ACTIVITY: Transcribe all of the data exactly. Images stay out.

====== RECORD EXTRACTS

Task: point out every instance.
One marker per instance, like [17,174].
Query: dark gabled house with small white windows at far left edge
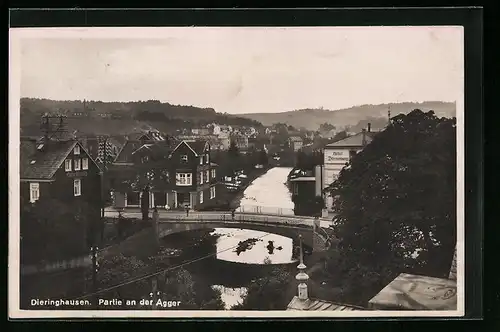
[58,169]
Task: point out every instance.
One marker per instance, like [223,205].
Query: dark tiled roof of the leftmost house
[43,164]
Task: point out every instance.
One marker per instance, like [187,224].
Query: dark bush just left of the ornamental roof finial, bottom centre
[269,293]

============

REPLY TO THE TASK:
Task: point out every instance.
One marker per instance, like [17,174].
Query: dark gabled house with small white windows at far left edge
[58,169]
Task: point out every instance.
One marker per instance, like [223,205].
Query: dark tiled roof of the leftmost house
[43,164]
Task: point out every instance.
One marker per instance, like [187,224].
Query: dark bush just left of the ornamental roof finial, bottom centre
[269,293]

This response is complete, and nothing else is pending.